Single Round Match 335 saw a fairly high number of coders face a seemingly innocent -- but tough -- set of problems. In both divisions there were many failed submissions in more than one problem. Luckily, many failures arose during the challenge phase, which was a great deal of fun and resulted in big points for successful challengers.

In division 1, Petr took the lead at the end of the match, despite his resubmission of the medium, thanks to the high score in both the easy and the hard problems and +200 during the challenge phase. nika was second with solid performances on the problems and a n extra +150 due to challenges. kalinov came in third because he "just" got +50 on challenges.

In division 2, three newcomers attained yellow ranking by monopolizing the podium -- although first, second and third all finished within 75 points of each other, there was a margin of more than 150 point between them and the fourth place finisher. Suprisingly, the three top finishers all got the problems and exactly one succesful challenge each. First place was taken by MasterZerg with the fastest submission of the hard. leoveanu_unu came in second and jekica took third.

# The Problems

Palindromize
Used as: Division Two - Level One:
 Value 250 Submission Rate 453 / 570 (79.47%) Success Rate 371 / 453 (81.90%) High Score sidag011235 for 249.11 points (1 mins 42 secs) Average Score 185.65 (for 371 correct submissions)
This problem was a little tougher than the usual Division 2 easy problem, but the examples were very useful in helping to solve it. To start off, you have the string s and assume that the best answer adds exactly k characters. Those k characters have to be the first k characters of s reversed because, after adding them, we need it to become a palindrome. We can try every possible k until we find a palindrome. For an implementation on this idea see leoveanu_unu's code.

Since this means the last size(s)-k characters of s must form a palindrome, it was also possible to find for the largest such palindrome (a postfix of s) and then complete it properly.

Multifactorial
Used as: Division Two - Level Two:
 Value 500 Submission Rate 392 / 570 (68.77%) Success Rate 87 / 392 (22.19%) High Score jekica for 492.71 points (3 mins 28 secs) Average Score 354.88 (for 87 correct submissions)
Used as: Division One - Level One:
 Value 250 Submission Rate 480 / 487 (98.56%) Success Rate 288 / 480 (60.00%) High Score Petr for 248.99 points (1 mins 49 secs) Average Score 215.79 (for 288 correct submissions)
This problem was about having a safe way to detect overflow in multiplication -- no matter what the input was, the overflow or the result would appear with at most 20 factors multiplied, so runtime was no issue. Since the limit was close to the upper bound of a 64 bit integer, the detection method had to be a little trickier than a simple greater than comparison.

▶ Task set
1. In the match recap, how many points did Petr gain during the challenge phase?
2. Rewrite the match recap from "In division 1, Petr" up to and including "got +50 on challenges.", switching "resubmission" to "late submission".
Rely only on the match recap for what comes next.

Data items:

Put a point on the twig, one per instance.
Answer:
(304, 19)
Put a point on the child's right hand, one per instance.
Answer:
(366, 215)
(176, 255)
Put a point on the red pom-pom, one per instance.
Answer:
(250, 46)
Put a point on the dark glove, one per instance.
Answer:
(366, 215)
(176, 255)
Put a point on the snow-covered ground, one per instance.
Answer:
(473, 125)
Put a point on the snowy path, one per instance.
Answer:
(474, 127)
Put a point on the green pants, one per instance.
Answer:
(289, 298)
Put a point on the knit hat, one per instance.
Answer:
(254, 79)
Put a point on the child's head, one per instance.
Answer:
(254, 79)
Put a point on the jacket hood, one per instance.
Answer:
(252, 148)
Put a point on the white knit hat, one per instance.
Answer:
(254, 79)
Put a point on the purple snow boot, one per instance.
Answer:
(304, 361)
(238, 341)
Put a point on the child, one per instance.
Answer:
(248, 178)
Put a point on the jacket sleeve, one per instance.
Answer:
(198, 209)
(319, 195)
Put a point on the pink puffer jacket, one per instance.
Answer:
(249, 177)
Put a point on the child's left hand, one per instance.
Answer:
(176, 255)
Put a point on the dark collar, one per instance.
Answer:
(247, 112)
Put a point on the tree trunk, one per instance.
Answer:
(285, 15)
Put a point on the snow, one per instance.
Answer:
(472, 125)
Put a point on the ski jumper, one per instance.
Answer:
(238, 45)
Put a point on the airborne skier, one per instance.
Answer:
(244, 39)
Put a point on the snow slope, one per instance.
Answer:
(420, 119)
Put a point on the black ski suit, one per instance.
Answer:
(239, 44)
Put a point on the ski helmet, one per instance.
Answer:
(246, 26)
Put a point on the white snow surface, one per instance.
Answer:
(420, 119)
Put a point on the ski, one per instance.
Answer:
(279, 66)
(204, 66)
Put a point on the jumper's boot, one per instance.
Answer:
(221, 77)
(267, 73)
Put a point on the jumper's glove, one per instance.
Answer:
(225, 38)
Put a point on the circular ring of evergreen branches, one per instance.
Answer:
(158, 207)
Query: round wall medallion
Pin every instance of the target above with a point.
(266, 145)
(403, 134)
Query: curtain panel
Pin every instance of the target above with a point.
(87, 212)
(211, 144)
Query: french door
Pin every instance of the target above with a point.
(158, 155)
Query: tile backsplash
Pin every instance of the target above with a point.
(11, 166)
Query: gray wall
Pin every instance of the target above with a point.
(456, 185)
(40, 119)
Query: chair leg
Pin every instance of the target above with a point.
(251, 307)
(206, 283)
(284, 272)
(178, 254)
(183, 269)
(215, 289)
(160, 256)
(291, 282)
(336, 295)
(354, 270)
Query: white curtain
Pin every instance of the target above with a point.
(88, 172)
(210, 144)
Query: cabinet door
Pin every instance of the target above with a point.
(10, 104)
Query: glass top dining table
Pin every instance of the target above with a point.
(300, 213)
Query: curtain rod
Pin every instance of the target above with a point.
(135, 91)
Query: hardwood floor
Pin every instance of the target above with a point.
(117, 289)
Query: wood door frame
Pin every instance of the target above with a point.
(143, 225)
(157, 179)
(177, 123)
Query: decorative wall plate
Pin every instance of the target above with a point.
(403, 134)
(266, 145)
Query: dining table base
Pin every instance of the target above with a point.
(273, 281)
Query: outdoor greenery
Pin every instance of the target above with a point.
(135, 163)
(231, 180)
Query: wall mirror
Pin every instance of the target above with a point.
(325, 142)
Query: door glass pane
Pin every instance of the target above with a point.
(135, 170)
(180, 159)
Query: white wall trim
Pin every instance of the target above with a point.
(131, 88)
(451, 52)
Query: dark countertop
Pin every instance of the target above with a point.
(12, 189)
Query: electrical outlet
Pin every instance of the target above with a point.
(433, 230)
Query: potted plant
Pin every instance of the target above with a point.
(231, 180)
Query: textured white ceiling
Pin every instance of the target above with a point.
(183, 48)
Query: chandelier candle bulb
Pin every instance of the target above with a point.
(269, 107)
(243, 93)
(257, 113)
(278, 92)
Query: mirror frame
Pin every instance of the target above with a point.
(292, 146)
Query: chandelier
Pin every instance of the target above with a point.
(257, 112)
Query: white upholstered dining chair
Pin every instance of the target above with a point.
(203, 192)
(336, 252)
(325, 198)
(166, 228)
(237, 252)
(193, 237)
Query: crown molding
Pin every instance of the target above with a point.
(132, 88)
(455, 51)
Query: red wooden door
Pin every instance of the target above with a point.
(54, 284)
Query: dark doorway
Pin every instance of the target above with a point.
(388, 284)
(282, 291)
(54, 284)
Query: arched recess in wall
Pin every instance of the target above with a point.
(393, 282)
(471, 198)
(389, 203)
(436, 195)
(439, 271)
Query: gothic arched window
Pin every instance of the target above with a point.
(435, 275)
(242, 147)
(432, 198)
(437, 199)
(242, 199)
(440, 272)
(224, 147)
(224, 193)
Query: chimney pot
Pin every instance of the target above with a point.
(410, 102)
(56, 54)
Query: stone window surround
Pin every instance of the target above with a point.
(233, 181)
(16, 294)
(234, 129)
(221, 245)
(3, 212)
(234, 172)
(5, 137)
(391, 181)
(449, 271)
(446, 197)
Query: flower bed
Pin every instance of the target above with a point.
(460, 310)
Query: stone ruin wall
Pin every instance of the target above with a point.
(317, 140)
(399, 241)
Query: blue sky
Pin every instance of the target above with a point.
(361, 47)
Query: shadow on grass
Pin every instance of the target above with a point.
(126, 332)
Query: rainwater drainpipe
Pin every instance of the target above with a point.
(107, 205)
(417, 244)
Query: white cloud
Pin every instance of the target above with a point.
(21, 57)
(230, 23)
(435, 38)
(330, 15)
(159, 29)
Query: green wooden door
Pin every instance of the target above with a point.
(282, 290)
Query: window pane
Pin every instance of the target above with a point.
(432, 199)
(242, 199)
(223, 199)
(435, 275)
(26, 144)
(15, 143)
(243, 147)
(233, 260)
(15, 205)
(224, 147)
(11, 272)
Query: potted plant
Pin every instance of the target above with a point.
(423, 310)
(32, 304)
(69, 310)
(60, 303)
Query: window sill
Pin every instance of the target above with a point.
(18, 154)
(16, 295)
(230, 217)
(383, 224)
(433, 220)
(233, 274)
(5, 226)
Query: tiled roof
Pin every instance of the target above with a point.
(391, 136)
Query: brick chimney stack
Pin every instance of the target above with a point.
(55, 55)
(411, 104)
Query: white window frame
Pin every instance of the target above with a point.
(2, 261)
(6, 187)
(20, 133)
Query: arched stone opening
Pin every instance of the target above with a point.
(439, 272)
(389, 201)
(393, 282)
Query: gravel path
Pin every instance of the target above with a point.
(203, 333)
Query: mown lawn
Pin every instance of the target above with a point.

▶ Activity answers
1. Petr gained +200 points during the challenge phase.

2.
In division 1, Petr took the lead at the end of the match, despite his late submission of the medium, thanks to the high score in both the easy and the hard problems and +200 during the challenge phase. nika was second with solid performances on the problems and a n extra +150 due to challenges. kalinov came in third because he "just" got +50 on challenges.